**Supplied passage**
+++++
This is enough to trigger a traffic stop during Operation Rolling Thunder, the annual five-day law enforcement blitz that turns a 20-mile stretch of freeway between Charlotte, North Carolina, and Atlanta, Georgia, into a gauntlet for travelers.
This in itself is illegal.
This seems ripe for federal legislation to ban any civil asset forfeiture in the absence of a criminal conviction. It would be an easy political win for any person or party that managed to get it through.
All true, but once again we find that police will abuse their power to the maximum extent, then wonder why everyone hates them. All those "good apples" should be vigorously opposing policies and practices such as these.
An article like this about behaviors like this could never be written about an organization that was actually there to protect the public.
Oh, sure, definitely. I'm just shocked that something that is so widely abused, and has very little apparent legitimate purpose, hasn't been targeted for legislation.
Fair, I agree also. I just wasn't done venting my outrage yet. 😁
Not that I hadn't heard about civil asset forfeiture before, I also didn't recognize that it was so blatantly, openly abused.
+++++
**Data extract**
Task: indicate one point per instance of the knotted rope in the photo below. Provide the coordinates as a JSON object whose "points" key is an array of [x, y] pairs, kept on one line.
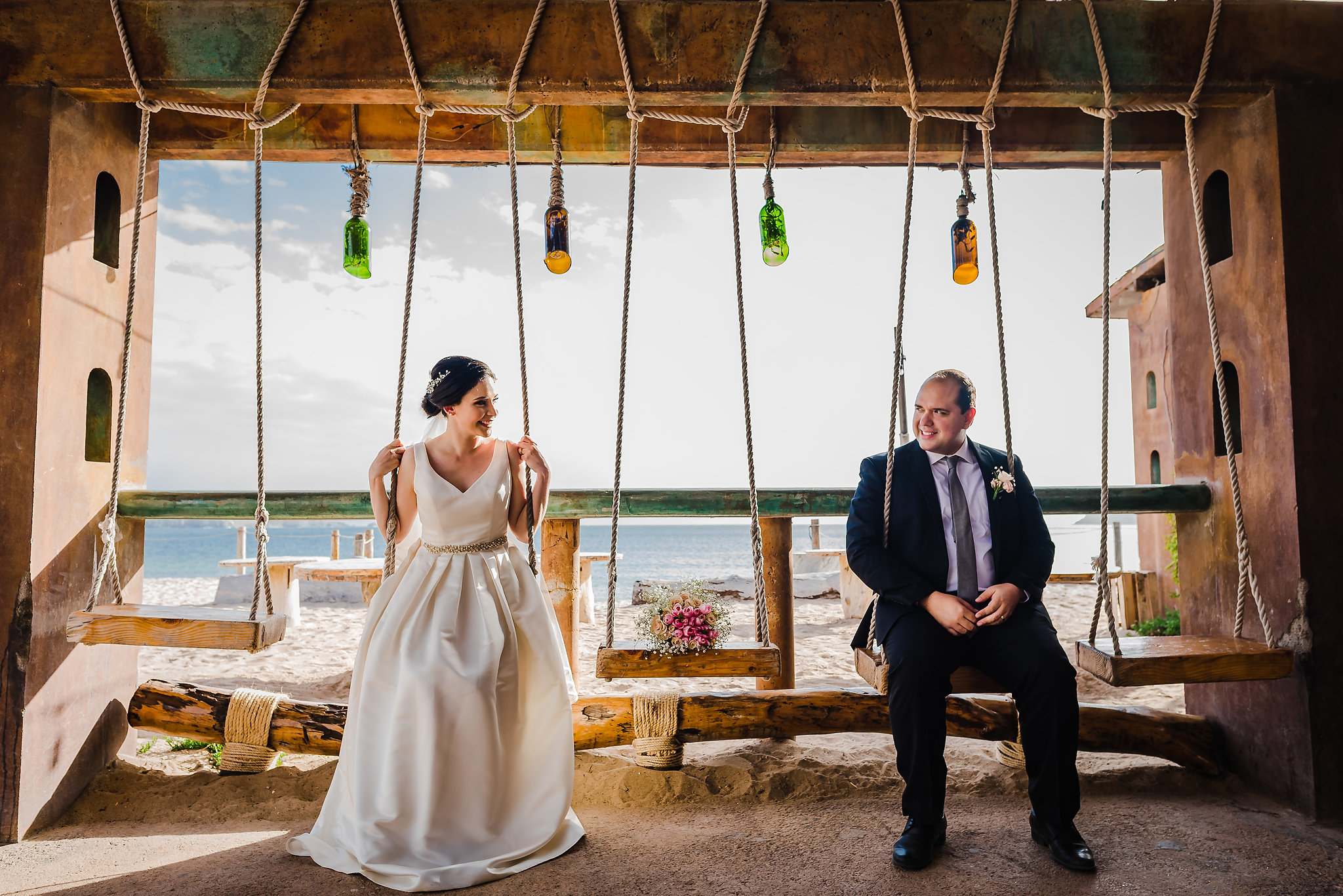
{"points": [[985, 123], [556, 166], [257, 123], [521, 334], [357, 172], [247, 731], [656, 724], [769, 161], [730, 125], [511, 116], [1247, 581]]}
+++++
**The tasks**
[1] In the discussion of civil asset forfeiture, why is one commenter shocked that the practice hasn't been targeted for legislation? Answer in one to three sentences.
[2] Pick up the discussion of civil asset forfeiture after its last comment and add a few more lines to it.

**Outputs**
[1] The commenter is shocked because civil asset forfeiture is so widely abused and has very little apparent legitimate purpose. Those two points make it seem an obvious target for legislation.

[2]
Oh my god, yes. It's fucking awful. Even worse, it tends to target non-white people, because they're less likely to have traditional bank accounts and be able to move money electronically. It's literally life savings for some of the people getting hit, and they're getting pulled over on absolute nonsense bullshit.
Any large amounts of cash in the vehicle?
Last Week Tonight's piece on civil forfeiture. Cops just take your shit and you can't even challenge it.
For instance traveling to buy a car with cash, have cash with you as you're moving to a new job in a new city? Cops stop you, take your money and you can't challenge it in any way, even when you've genuine proof that you're going to buy a car with that money and the deals already made and verified and whatnot.